§ ASSIGNED TASK A
In the chapter on training your soul, copy out the passage from "A more personal" up to and including "resulting spiritual growth.".
§ ASSIGNED TASK B
Answer these from the chapter on training your soul:
(i) What work by Watchman Nee does the chapter name?
(ii) Through which part of our nature does the chapter say we communicate with God?
(iii) What does the chapter call the first step of restoring the godly order of spirit, soul and body?
§ ASSIGNED TASK C
Write the next part of the chapter on training your soul, picking up after its final sentence.

§ TEXT PROVIDED
● ● ● ● ●

Discipleship Training Your Soul THREE IN ONE: CHAPTER 2


Although the phrase “training your soul” isn’t in the Bible, the principle of soul training is very scriptural. A key passage in the Bible is Paul’s prayer in 1 Thessalonians 5:23

“And the very God of peace sanctify you wholly; and I pray your whole spirit and soul and body be preserved blameless unto the coming of our Lord Jesus Christ.” 

Throughout the Bible, this three-part nature of man is given ample support. Through the ages, many godly men and women have understood and passed on the teaching of man’s spirit, soul and body. In recent times the great Chinese Christian, Watchman Nee wrote of the three-part nature of man in his classic work, “The Spiritual Man.” T. Austin Sparks, a well-11 

known Bible teacher from Great Britain, also wrote on this subject in his book “What is Man?” 

A more personal evidence for this biblical truth is found in the life experience of most Christians. For instance, we’ve all met believers whose spiritual lives seemed to be a never-ending roller coaster of feelings and words. Or we know of men and women whose strong intellectual ability seemed to turn every Bible doctrine into head knowledge, but with no resulting spiritual growth. 

Both the emotions and intellect, along with the will, comprise the part of us the Bible refers to as the “soul.” “Soulish” Christians are those whose lives remain dominated by one or more of these three aspects of their soul life. They never break free from the bondage of their mind, will or emotions in order to lead a Spirit-led, Spirit-dominated life.



As mentioned, the soul is just one part of our nature. In addition to the soul nature with which we primarily relate to others, is our spirit, that part of us through which we communicate with God. Our body is that which houses the soul and spirit and which interacts with the environment around us. 

Each of these three parts of our being have specific characteristics and functions for which God designed them. As a result of man’s fall, however, each of these aspects of our being is tainted and out of harmony with God. The God-intended order is that man’s spirit should be in fellowship with God. The obedient human spirit, yielded to the Holy Spirit, is meant to rule over and express itself through the soul, which, in turn, expresses itself through the body. 

The first step of restoring this godly order of our spirit, soul and body is the act of receiving Christ as Savior. At that time, we are spiritually born again and enter a relationship with God. As Christians we are familiar with this first step; however, many young believers soon become frustrated when they discover that much of their undesirable behavior and attitudes are still problems for them as new Christians.

● ● ● ● ●

§ INPUT DATA
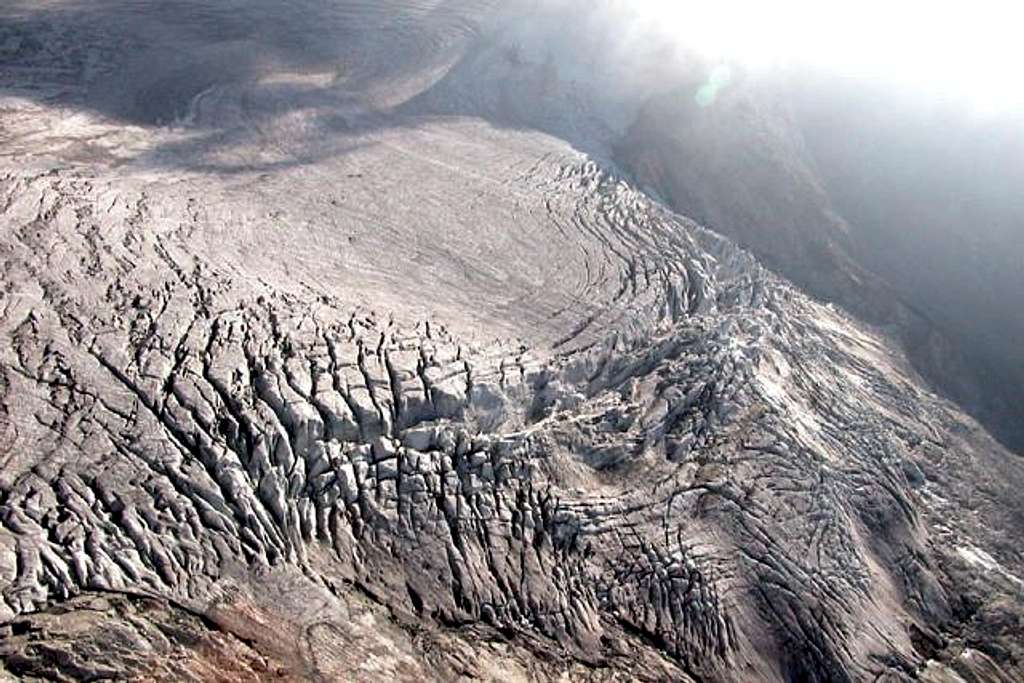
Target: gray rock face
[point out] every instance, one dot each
(315, 385)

● ● ● ● ●

§ TASK ANSWER A
A more personal evidence for this biblical truth is found in the life experience of most Christians. For instance, we’ve all met believers whose spiritual lives seemed to be a never-ending roller coaster of feelings and words. Or we know of men and women whose strong intellectual ability seemed to turn every Bible doctrine into head knowledge, but with no resulting spiritual growth.

§ TASK ANSWER B
(i) "The Spiritual Man."
(ii) The spirit.
(iii) Receiving Christ as Savior.

§ TASK ANSWER C
Salvation awakens our spirit and saves our soul, but does not automatically change the soul’s thoughts, habits and actions. We may still find ourselves fearful, cast down, and defensive. We become angry or jealous, even when we see that the Word of God tells us we can act differently. We continue to act against our own best interest and cry out to God in our misery, wondering, “Why?” 12 

The soul, in that it is comprised of our mind, will and emotions, is also the source of such related traits as reason, imagination, and conscience. Each of these parts of the soul blend together to express our personality and shape our behavior. Perhaps you’re already able to see how these parts of your own soul have been warped by life’s circumstances, molded and trained to act in certain ways contrary to God and even your best interests. Look back at the failures in your life. Can you see how many of them may have been caused by the misuse of your emotions or faulty reasoning? 

For those readers who may not yet grasp the significance of their three-part nature, let’s take another brief look at the function of our spirit and body. Our body is primarily a tent or dwelling place for the inner man. In John 1:14 we read that “the word (Jesus) was made flesh and dwelt among us…” The word “dwelt” literally translated means “tabernacled” which we normally think of as a “tent.” John tells us that Jesus’ body was a tent, a dwelling place. Our body is a tent where our soul and spirit dwell. It’s the instrument by which we express ourselves in this physical world. The minute my spirit and soul separate from my body in death, it collapses, because it is only clay; a few chemicals and a lot of water. Just as our untrained soul can cause havoc in our life, it’s important to note that those who don’t respect and care for their bodies will reap disaster. Disease, physical weakness and even early death are three fruits of those who would be careless with their bodies. 

The spirit is the deepest part of man, that part which knows God experientially. The spirit, when it’s allowed to mature in God, is able to not only rule the soul and body, but is capable of obtaining great spiritual insight from God. One way to describe the use of the spirit is as an “inner knowing” or intuition that springs from the deepest part of a man. When we are newborn as Christians, our spirit, though alive to God, is often very weak and needs food to grow. Such food is good Bible teaching, reading and meditating on the Word, and fellowship with God through prayer. Because a spiritually mature Christian is a great hindrance to Satan’s work, he especially works against these means of spiritual growth. 


  1. The author speaks of the initial step in the life of a Christian as being “born again” spiritually. Describe what happened when this spiritual birth took place in your life.
  2. Why do you suppose God created us as a threefold being?
  3. What do you do to feed your spirit?